Set exercise 1: Copy the records word for word, starting at the line that contains "of the textured" and ending after the final line of the records.

# any good suggestions?



## jwax17 (Oct 18, 2011)

im thinking about building my tegu his adult cage and i was wondering does anyone have blueprints to there custom cage or any recommendations on cage design?


----------



## james.w (Oct 18, 2011)

what size are you thinking of building?


----------



## jwax17 (Oct 18, 2011)

james.w said:


> what size are you thinking of building?



the smallest that would be healthy for a full grown


----------



## Rhetoric (Oct 18, 2011)

6x3 is a minimum, it might be ok for an adult female but i would go larger if possible. I try to follow this: length of the enclosure = 2x the tegu lenght, depth of the enclosure = 1x tegu length. They will use all the floor space you provide. If you have problems doing a large enclosure you can also try adding platforms (large flat rocks) to help increase floor space. I keep reading that they don't climb much or go far off the ground but Guru climbs as high as he can almost every time he gets out.. He's always climbing onto the bed, couch, chairs, etc.


----------



## james.w (Oct 18, 2011)

So 8x3.5x3 in my opinion, that is what mine is. If you want to go all out check this one out...http://www.tegutalk.com/showthread.php?tid=9695#axzz1bBpVoSa5.

Here are some pics of mine..

















After realizing I needed to add some more height to it













This one will eventually be getting replaced with something like Lance's


----------



## jwax17 (Oct 18, 2011)

rhetoricx said:


> 6x3 is a minimum, it might be ok for an adult female but i would go larger if possible. I try to follow this: length of the enclosure = 2x the tegu lenght, depth of the enclosure = 1x tegu length. They will use all the floor space you provide. If you have problems doing a large enclosure you can also try adding platforms (large flat rocks) to help increase floor space. I keep reading that they don't climb much or go far off the ground but Guru climbs as high as he can almost every time he gets out.. He's always climbing onto the bed, couch, chairs, etc.



they only place my tegu wants to be is on top of my head too, thanks for the advice


----------

Dataset extract:
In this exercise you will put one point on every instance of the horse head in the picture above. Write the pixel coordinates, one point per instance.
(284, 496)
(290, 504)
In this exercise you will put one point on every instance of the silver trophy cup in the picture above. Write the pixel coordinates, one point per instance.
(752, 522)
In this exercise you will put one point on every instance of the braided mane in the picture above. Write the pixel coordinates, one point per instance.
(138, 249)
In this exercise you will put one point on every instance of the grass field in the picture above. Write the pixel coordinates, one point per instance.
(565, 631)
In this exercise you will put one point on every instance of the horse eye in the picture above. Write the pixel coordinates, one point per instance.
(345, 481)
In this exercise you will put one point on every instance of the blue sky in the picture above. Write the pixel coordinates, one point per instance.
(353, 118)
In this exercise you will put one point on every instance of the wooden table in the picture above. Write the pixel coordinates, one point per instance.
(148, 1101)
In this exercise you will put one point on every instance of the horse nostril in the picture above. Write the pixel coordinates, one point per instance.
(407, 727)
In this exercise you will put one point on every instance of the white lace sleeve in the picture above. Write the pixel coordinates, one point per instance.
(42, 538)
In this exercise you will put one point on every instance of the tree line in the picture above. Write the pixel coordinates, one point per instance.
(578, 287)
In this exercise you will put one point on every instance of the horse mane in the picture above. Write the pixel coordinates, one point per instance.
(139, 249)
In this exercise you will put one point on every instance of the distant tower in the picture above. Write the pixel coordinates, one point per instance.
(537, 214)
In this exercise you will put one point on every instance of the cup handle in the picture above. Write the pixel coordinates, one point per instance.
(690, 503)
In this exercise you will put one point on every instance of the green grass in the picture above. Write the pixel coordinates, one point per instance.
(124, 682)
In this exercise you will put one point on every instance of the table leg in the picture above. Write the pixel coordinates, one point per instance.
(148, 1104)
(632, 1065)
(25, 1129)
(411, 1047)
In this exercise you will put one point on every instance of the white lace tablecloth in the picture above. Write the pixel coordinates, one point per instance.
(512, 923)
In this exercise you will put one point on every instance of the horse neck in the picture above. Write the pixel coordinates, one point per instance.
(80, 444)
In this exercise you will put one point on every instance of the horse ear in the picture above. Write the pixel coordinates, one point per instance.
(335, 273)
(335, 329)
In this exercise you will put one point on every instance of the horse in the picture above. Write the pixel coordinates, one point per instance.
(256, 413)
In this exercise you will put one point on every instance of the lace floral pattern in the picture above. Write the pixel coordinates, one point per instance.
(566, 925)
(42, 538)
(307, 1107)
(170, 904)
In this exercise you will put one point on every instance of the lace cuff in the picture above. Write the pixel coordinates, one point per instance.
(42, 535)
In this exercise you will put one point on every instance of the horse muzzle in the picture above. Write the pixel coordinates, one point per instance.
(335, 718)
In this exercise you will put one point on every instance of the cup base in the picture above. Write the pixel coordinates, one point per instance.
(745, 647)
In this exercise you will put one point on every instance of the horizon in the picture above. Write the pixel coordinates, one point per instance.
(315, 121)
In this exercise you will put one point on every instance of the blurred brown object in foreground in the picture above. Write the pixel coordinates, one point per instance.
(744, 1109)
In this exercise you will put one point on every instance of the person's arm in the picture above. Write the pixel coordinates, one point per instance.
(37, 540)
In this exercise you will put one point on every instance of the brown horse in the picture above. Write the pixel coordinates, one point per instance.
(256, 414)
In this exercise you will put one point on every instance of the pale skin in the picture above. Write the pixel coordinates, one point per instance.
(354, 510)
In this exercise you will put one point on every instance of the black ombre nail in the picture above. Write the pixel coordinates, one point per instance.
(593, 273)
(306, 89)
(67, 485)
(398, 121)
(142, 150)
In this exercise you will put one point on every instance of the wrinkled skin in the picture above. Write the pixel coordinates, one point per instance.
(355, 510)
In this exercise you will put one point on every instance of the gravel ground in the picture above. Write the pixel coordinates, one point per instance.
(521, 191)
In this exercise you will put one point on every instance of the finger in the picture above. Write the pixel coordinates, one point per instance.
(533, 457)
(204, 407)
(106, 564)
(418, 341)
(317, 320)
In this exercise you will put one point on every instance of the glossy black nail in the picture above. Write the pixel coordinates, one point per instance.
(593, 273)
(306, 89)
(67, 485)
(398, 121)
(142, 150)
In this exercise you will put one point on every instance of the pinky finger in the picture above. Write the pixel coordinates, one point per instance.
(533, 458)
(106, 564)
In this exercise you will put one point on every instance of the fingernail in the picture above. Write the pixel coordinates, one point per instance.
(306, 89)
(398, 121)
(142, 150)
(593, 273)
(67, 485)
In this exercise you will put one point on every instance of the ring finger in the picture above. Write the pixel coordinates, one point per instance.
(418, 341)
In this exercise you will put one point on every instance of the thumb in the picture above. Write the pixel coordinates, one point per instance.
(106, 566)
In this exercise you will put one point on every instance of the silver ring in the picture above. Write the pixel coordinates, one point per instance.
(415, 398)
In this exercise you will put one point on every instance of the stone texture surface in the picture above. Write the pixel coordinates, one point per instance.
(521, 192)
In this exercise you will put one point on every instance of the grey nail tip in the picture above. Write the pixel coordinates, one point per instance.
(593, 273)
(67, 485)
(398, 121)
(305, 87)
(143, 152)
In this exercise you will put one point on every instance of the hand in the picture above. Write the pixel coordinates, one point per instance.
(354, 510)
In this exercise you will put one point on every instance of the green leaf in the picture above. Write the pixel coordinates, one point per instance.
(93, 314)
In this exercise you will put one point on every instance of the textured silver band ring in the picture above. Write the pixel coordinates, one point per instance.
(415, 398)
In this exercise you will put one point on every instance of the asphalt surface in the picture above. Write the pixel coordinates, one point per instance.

Set exercise 2: In the tegu enclosure thread, why is adding platforms such as large flat rocks recommended? Answer in one to three sentences.

Complete response 1:
In this exercise you will put one point on every instance of the textured silver band ring in the picture above. Write the pixel coordinates, one point per instance.
(415, 398)
In this exercise you will put one point on every instance of the asphalt surface in the picture above. Write the pixel coordinates, one point per instance.

Complete response 2: Platforms such as large flat rocks help increase floor space when building a large enclosure is a problem. The thread says tegus will use all the floor space they are given.